▶ [DIRECTIONS FOR THIS TASK] Replace every "single dot" with "single point" in the lines below and write them out again with nothing else altered. Leave the pictures out of your answer.

▶ [EXTRACTED INFORMATION]

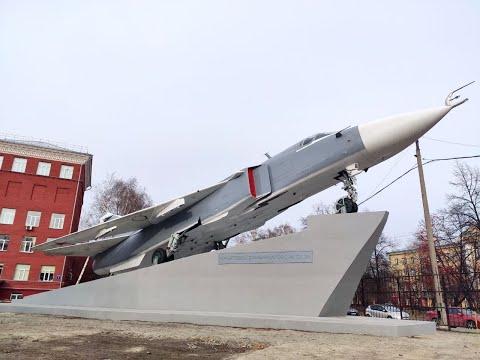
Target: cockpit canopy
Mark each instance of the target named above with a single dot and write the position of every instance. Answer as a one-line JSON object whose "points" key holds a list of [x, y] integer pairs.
{"points": [[313, 138]]}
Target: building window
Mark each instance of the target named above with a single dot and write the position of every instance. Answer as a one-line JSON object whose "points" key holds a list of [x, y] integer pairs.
{"points": [[66, 172], [56, 221], [46, 273], [4, 239], [19, 165], [33, 218], [27, 243], [43, 168], [16, 296], [7, 216], [21, 272]]}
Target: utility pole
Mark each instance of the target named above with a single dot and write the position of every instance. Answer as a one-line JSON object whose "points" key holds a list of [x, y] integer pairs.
{"points": [[431, 244]]}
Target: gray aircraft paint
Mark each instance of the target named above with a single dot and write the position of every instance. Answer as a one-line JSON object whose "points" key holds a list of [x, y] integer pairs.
{"points": [[273, 176], [233, 205]]}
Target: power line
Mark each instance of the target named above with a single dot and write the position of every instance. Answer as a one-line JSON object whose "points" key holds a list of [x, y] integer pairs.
{"points": [[451, 142], [413, 168]]}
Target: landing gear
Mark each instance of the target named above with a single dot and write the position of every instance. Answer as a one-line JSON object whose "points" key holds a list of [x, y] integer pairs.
{"points": [[159, 256], [347, 204], [175, 241], [219, 245]]}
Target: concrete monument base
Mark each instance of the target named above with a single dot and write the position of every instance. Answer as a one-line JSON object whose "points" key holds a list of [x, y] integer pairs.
{"points": [[302, 281]]}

▶ [ANSWER TO THIS TASK]
Target: cockpit canopy
Mark each instance of the target named above with a single point and write the position of every instance. Answer as a one-line JSON object whose "points" key holds a list of [x, y] integer pairs.
{"points": [[313, 138]]}
Target: building window
Mark each instance of the target named above with a single point and write the position of every instance. Answer as a one-line JSON object whose "points" key holds a list of [x, y] integer pairs.
{"points": [[66, 172], [56, 221], [46, 273], [4, 239], [19, 165], [33, 218], [27, 243], [43, 168], [16, 296], [7, 216], [21, 272]]}
Target: utility pole
Mark each instance of the target named above with a single point and write the position of every instance. Answer as a one-line JSON object whose "points" key holds a list of [x, y] integer pairs.
{"points": [[431, 244]]}
Target: gray aircraft paint
Mark each instance of the target named above with a single point and write the position of every instance. Answer as a one-line JSON object whose "points" key holds a list of [x, y] integer pairs.
{"points": [[273, 176], [233, 205]]}
Target: power line
Mark each instance of the target named above with a single point and write the position of every instance. Answer as a one-line JSON object whose "points" key holds a list of [x, y] integer pairs.
{"points": [[451, 142], [413, 168]]}
Target: landing gear
Mark each instance of the target named above with a single point and write the position of every instance. Answer as a one-line JSON object whose "points" key holds a list of [x, y] integer pairs.
{"points": [[159, 256], [347, 204], [175, 241], [219, 245]]}
Target: concrete monument base
Mark each instance of the target named above with a single point and write the position of every instance. Answer as a one-line JSON object whose "points" key holds a list of [x, y] integer pairs.
{"points": [[302, 281]]}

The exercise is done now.